It’s not that there hasn’t been healing for me but I sort of expected to see miracles or moments where I for sure knew that his death meant something. I hoped I would find a letter he wrote because he was thinking of his family that week, or to have randomly met the EMT at the grocery store who cared for him in the ambulance and have them tell me that his last words were that he loved his family. I hoped I would suddenly discover my calling in life that arose out of this experience. I hoped I would’ve met someone at his funeral that wanted to give me my dream job opportunity. I think we always want tragedy to have meaning, but sometimes it doesn’t. Sometimes it’s just a tragedy. And we have a hard time dealing with that because we are told that everything must happen for a reason in order for God’s presence to be within that thing. 


I think God’s presence can still be there without us having to find a purpose in something that is so horrible. The most valuable thing anyone ever told me after my dad’s death was the reminder that, “blessed are those who mourn.” To be blessed in ancient Jewish culture, was to be given the power to cultivate life. When God blessed human beings in creation, God gave them the ability to cultivate, find, and experience life. When I was told “blessed are those who mourn”, I understood that to mean that God has granted the power of life to be cultivated out of grief, out of mourning. Those who mourn, somehow, someway, are participating in something so close to the heart of God and will receive and find life.

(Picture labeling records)
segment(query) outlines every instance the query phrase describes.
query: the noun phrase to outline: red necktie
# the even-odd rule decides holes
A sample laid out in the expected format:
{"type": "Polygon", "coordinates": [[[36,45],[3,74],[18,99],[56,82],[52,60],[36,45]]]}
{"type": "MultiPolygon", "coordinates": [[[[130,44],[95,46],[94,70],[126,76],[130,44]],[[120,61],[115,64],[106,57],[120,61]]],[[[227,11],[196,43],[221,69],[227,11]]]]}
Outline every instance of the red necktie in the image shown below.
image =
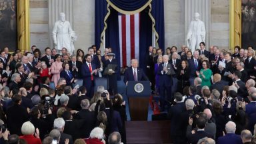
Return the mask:
{"type": "Polygon", "coordinates": [[[134,72],[133,72],[133,78],[134,78],[134,81],[137,81],[137,73],[136,73],[135,69],[134,69],[134,72]]]}
{"type": "MultiPolygon", "coordinates": [[[[90,73],[91,73],[93,71],[93,69],[91,69],[91,63],[89,63],[89,69],[90,70],[90,73]]],[[[91,80],[93,81],[93,75],[91,75],[91,80]]]]}

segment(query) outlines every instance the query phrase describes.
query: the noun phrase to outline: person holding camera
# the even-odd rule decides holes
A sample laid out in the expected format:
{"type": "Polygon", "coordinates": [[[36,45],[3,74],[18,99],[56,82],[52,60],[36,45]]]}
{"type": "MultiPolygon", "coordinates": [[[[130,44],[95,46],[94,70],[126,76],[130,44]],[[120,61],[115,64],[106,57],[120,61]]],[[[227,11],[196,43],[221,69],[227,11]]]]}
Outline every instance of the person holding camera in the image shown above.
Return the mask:
{"type": "Polygon", "coordinates": [[[246,91],[245,83],[243,82],[240,78],[242,73],[239,71],[235,71],[233,74],[233,85],[237,88],[237,95],[246,99],[247,95],[245,91],[246,91]]]}
{"type": "Polygon", "coordinates": [[[210,65],[209,64],[209,61],[207,60],[203,60],[202,61],[202,69],[199,71],[197,71],[197,77],[200,77],[202,79],[201,86],[207,85],[210,87],[211,85],[211,75],[213,72],[209,69],[210,65]]]}
{"type": "Polygon", "coordinates": [[[49,133],[52,128],[54,121],[54,115],[52,114],[51,109],[49,108],[45,115],[45,118],[42,118],[43,113],[41,113],[37,107],[33,107],[30,112],[30,122],[39,129],[39,137],[41,140],[49,133]]]}

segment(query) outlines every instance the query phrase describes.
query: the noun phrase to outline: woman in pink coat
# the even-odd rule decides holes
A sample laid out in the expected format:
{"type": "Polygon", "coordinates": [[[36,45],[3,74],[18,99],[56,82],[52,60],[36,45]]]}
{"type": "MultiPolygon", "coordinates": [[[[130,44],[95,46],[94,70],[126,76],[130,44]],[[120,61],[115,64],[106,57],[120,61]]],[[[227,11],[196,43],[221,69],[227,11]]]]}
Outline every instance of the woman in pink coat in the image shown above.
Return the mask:
{"type": "Polygon", "coordinates": [[[54,82],[56,86],[58,83],[58,80],[60,78],[61,71],[63,70],[62,62],[61,61],[61,57],[60,55],[57,54],[55,55],[55,61],[51,64],[51,73],[53,74],[51,77],[51,81],[54,82]]]}

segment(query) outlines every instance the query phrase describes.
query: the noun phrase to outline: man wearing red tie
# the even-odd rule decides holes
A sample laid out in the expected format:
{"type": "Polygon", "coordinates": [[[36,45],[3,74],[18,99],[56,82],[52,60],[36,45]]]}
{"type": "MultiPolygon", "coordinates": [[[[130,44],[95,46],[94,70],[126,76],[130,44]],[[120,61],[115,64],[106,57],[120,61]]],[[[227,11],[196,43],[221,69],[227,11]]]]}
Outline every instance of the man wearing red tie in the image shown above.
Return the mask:
{"type": "Polygon", "coordinates": [[[149,79],[144,73],[143,70],[138,67],[138,60],[131,61],[131,67],[125,71],[123,82],[127,85],[128,81],[149,81],[149,79]]]}
{"type": "Polygon", "coordinates": [[[83,77],[83,85],[86,87],[88,97],[92,97],[94,93],[95,75],[97,70],[96,65],[91,63],[91,56],[89,54],[85,55],[85,63],[82,65],[81,74],[83,77]]]}

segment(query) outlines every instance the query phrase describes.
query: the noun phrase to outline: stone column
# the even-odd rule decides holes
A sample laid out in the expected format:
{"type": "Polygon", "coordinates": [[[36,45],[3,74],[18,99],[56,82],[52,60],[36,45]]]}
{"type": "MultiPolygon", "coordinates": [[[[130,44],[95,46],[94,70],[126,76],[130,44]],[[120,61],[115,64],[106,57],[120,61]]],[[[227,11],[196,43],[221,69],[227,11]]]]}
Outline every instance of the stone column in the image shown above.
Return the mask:
{"type": "Polygon", "coordinates": [[[185,0],[185,40],[186,41],[189,23],[196,12],[200,14],[200,19],[205,23],[205,44],[207,49],[209,49],[211,31],[211,0],[185,0]]]}
{"type": "Polygon", "coordinates": [[[69,21],[73,29],[73,3],[74,0],[49,0],[49,47],[53,48],[52,35],[53,27],[56,21],[59,20],[59,13],[63,12],[66,15],[66,20],[69,21]]]}

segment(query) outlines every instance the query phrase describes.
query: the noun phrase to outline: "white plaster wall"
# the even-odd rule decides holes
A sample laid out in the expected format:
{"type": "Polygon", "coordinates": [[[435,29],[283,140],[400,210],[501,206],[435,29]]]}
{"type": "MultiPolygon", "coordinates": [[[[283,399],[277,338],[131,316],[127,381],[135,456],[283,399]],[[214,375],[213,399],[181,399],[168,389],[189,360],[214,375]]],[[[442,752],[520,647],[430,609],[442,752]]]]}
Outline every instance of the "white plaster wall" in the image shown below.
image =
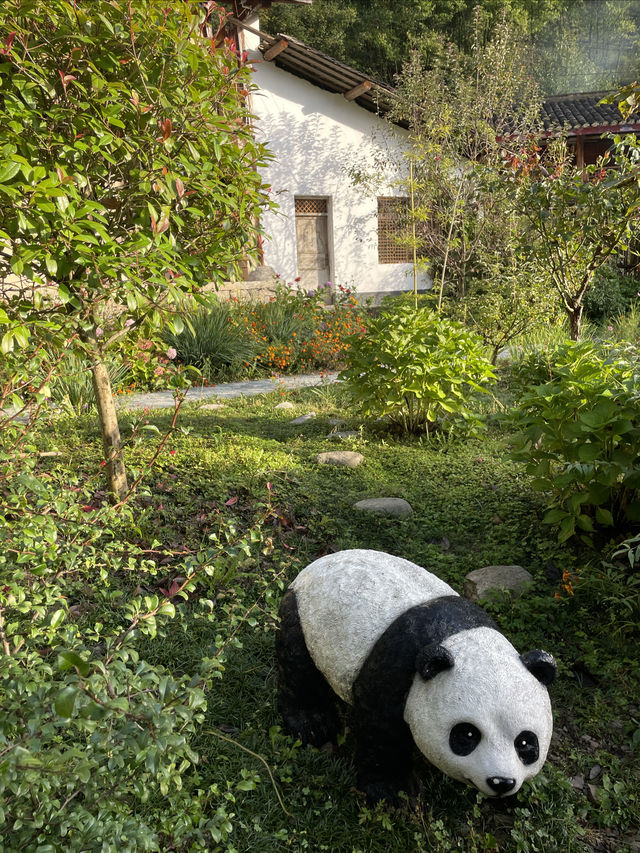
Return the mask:
{"type": "MultiPolygon", "coordinates": [[[[396,186],[404,169],[404,131],[373,113],[312,85],[250,49],[255,60],[252,110],[256,136],[275,159],[265,170],[278,202],[278,213],[266,213],[263,227],[265,263],[286,281],[298,275],[295,196],[321,196],[329,201],[332,281],[355,286],[358,293],[382,293],[413,287],[411,264],[379,264],[377,196],[406,195],[396,186]],[[389,165],[380,171],[379,162],[389,165]],[[376,165],[377,164],[377,165],[376,165]],[[355,186],[350,170],[376,173],[375,186],[355,186]],[[398,170],[400,169],[400,171],[398,170]]],[[[429,285],[420,275],[418,286],[429,285]]]]}

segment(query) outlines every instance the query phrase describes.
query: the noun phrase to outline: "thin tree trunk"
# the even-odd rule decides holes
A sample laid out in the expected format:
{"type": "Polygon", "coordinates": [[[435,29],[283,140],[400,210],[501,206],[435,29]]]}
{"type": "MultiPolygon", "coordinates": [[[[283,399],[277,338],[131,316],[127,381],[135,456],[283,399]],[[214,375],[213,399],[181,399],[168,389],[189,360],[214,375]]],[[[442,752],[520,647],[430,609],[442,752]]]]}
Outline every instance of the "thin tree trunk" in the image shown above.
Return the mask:
{"type": "Polygon", "coordinates": [[[569,315],[569,330],[572,341],[580,340],[580,330],[582,328],[582,303],[573,305],[571,310],[567,310],[569,315]]]}
{"type": "Polygon", "coordinates": [[[121,501],[126,497],[129,486],[122,452],[118,415],[111,390],[111,379],[107,366],[97,349],[95,338],[92,340],[91,336],[88,336],[88,342],[94,344],[95,347],[91,354],[91,377],[102,432],[107,488],[116,500],[121,501]]]}

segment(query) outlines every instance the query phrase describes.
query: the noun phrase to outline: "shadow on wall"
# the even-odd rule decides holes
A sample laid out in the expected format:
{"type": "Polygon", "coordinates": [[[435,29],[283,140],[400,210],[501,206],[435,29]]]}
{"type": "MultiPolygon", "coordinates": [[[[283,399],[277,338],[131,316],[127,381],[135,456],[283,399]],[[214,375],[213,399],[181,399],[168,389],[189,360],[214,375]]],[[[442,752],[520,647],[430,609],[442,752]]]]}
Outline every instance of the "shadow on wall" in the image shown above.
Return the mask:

_THE TASKS_
a) Using the reflection on grief, mark each statement yes or no and quote the words that decide it: (i) The writer says there has been no healing at all. (ii) The writer hoped to find a letter the father had written. (iii) The writer believes God's presence depends on finding a purpose in tragedy.
b) According to the reflection on grief, what did it mean to be blessed in ancient Jewish culture?

_RESULTS IN ORDER_
a)
(i) No: "It’s not that there hasn’t been healing for me"
(ii) Yes: "I hoped I would find a letter he wrote because he was thinking of his family that week"
(iii) No: "I think God’s presence can still be there without us having to find a purpose in something that is so horrible."

b) It meant being given the power to cultivate life.